[Stored items]
=== Section Start ===

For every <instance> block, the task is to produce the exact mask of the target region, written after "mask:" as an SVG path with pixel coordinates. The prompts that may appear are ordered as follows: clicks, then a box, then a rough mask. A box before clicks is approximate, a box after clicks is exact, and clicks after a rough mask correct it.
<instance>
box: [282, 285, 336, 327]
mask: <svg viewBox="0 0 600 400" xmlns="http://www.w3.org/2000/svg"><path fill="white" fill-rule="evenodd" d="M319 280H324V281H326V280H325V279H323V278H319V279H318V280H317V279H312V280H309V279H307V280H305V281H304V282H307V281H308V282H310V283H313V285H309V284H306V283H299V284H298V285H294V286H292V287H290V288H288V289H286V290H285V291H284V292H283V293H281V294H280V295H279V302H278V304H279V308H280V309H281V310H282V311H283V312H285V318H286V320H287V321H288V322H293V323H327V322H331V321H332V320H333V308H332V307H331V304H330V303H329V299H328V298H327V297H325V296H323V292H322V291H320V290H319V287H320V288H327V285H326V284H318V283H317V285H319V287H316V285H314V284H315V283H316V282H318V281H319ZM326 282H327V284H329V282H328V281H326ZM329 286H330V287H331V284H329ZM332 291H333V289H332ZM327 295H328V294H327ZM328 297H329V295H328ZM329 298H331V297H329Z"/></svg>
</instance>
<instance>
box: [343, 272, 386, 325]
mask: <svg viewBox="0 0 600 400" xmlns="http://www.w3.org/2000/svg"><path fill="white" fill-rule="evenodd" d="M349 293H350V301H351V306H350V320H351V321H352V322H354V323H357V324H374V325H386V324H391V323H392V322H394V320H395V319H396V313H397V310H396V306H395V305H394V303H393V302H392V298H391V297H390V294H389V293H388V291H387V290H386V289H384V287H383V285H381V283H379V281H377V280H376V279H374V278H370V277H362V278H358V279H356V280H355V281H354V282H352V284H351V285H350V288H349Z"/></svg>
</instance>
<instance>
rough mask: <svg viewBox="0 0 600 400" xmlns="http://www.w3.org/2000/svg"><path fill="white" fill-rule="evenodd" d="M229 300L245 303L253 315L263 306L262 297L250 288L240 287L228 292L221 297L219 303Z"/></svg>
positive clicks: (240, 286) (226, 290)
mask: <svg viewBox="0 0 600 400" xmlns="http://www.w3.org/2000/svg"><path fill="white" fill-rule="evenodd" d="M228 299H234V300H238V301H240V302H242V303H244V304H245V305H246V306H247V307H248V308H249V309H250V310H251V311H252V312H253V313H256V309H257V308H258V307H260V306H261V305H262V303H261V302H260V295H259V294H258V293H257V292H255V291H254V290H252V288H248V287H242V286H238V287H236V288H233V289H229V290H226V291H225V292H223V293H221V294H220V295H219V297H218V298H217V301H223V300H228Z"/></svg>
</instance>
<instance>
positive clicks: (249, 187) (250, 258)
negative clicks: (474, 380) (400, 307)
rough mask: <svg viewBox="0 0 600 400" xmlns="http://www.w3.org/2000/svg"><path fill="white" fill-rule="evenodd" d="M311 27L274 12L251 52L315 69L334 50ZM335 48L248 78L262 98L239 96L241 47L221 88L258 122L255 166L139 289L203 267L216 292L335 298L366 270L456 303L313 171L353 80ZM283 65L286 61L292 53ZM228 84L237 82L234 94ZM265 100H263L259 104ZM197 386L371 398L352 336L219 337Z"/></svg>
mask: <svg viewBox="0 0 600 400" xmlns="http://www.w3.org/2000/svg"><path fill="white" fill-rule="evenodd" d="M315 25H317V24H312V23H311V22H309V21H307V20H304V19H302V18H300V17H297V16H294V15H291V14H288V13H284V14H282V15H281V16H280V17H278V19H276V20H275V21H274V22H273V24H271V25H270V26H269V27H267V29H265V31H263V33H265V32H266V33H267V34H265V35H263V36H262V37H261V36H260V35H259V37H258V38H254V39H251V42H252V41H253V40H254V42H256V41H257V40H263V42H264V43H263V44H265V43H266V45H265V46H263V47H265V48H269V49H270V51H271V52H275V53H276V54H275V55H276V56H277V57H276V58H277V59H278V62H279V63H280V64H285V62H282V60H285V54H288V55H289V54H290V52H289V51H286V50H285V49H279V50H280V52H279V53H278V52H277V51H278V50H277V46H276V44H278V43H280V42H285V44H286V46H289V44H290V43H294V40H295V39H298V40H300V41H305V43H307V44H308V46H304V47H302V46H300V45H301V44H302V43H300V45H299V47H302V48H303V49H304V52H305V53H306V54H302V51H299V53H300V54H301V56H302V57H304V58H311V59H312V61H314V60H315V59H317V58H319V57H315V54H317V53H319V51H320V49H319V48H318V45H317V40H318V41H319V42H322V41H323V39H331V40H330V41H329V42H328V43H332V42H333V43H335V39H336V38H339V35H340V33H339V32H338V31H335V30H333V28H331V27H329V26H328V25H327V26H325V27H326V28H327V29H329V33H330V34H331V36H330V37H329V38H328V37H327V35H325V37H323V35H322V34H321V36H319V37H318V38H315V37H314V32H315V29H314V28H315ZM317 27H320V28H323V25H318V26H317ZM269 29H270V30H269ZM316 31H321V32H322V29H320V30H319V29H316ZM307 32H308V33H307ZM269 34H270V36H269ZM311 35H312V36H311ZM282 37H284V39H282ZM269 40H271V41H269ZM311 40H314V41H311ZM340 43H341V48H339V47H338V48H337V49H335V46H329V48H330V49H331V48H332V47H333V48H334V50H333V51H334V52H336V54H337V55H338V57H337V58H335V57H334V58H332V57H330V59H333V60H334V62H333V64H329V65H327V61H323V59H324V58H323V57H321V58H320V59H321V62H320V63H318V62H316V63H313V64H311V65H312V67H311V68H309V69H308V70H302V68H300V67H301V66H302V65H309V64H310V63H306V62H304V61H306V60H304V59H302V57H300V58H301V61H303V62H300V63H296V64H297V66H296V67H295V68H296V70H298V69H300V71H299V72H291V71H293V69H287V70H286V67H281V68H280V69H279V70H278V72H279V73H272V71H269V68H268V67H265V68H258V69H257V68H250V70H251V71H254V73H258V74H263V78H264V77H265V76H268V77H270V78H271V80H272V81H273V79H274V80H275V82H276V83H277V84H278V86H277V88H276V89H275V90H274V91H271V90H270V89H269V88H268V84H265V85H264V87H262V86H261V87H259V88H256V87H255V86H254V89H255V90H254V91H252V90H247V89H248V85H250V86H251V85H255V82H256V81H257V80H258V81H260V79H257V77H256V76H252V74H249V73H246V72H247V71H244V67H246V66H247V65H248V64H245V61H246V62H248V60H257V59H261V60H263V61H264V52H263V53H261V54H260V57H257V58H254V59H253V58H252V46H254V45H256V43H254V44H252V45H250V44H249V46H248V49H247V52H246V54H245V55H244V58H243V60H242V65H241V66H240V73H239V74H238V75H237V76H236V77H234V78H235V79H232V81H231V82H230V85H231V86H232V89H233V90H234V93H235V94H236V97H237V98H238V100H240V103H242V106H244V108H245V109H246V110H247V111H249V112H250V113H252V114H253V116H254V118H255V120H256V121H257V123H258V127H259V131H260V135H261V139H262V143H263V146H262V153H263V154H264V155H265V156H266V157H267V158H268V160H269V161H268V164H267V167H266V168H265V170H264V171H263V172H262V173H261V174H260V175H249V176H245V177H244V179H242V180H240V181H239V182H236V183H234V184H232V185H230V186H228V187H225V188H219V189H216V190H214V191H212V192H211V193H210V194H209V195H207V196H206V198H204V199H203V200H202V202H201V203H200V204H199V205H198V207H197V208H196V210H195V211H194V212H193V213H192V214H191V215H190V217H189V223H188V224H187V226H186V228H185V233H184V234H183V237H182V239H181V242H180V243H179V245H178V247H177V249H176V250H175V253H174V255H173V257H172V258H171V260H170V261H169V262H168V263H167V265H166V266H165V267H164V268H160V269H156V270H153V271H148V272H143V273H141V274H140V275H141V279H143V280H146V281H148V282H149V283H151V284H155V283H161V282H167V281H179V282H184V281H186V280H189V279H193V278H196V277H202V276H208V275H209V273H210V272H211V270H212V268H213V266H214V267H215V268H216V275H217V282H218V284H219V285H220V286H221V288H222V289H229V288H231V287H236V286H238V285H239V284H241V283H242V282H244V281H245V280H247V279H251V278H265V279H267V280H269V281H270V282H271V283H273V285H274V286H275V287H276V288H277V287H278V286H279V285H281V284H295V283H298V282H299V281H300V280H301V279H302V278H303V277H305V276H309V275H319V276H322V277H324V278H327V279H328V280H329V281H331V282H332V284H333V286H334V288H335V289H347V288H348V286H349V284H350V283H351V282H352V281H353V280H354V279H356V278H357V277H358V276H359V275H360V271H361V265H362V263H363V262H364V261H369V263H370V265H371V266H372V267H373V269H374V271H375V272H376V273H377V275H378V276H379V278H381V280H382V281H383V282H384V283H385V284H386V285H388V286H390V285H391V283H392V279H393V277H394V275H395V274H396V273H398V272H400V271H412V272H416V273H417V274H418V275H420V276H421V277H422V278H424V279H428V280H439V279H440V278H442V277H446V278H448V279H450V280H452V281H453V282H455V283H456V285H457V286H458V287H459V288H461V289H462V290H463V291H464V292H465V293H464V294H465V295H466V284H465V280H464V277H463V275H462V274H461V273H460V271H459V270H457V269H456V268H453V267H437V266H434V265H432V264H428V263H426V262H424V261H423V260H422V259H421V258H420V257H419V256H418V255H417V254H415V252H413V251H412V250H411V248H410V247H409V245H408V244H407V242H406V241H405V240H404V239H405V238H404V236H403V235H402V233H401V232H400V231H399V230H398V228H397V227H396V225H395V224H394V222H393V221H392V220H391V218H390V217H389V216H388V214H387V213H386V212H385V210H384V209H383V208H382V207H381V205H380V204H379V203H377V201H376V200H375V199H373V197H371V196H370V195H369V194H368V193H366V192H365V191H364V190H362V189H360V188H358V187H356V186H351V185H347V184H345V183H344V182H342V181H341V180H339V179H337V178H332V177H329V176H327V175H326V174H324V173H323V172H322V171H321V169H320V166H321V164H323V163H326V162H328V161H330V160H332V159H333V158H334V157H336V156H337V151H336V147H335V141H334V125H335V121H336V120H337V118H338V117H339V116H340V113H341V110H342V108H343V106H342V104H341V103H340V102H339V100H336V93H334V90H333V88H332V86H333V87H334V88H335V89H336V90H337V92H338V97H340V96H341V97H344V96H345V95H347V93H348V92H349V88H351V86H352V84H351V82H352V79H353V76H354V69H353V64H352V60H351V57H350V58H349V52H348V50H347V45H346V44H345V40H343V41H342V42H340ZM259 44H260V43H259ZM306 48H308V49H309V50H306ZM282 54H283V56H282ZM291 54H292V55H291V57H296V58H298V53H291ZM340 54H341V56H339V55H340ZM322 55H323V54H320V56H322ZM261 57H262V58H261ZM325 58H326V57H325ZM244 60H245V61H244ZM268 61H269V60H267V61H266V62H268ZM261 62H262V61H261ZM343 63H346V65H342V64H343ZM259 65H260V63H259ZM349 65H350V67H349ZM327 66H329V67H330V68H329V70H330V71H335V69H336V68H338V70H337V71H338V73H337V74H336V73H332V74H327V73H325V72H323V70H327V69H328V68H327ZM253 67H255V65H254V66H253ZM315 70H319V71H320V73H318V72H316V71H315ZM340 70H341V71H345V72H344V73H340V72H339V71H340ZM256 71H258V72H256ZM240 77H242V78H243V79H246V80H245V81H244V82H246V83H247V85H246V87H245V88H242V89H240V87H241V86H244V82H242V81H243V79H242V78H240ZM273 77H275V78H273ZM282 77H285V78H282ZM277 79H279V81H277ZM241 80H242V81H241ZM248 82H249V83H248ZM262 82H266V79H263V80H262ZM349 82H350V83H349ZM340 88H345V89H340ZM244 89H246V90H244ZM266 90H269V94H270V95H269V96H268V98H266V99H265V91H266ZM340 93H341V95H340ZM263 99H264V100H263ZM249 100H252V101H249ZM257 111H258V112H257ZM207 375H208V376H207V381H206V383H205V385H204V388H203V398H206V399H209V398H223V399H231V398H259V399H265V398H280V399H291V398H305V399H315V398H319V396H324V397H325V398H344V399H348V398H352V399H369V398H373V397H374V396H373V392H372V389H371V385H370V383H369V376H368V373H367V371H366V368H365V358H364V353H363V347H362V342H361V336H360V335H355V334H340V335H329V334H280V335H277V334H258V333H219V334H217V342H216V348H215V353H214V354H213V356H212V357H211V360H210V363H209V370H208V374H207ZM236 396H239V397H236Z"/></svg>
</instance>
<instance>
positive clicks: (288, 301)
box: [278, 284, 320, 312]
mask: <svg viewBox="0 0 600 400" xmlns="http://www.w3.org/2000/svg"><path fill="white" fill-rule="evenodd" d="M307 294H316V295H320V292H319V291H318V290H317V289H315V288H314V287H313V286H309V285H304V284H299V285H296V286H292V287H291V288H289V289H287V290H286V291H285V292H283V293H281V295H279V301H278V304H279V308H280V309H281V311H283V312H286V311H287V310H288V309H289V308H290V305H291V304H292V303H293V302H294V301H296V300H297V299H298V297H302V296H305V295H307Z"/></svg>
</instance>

=== Section End ===

If a line in the entries above contains "positive", report it.

**TASK OUTPUT:**
positive clicks: (240, 286) (226, 290)
positive clicks: (249, 187) (250, 258)
positive clicks: (288, 301)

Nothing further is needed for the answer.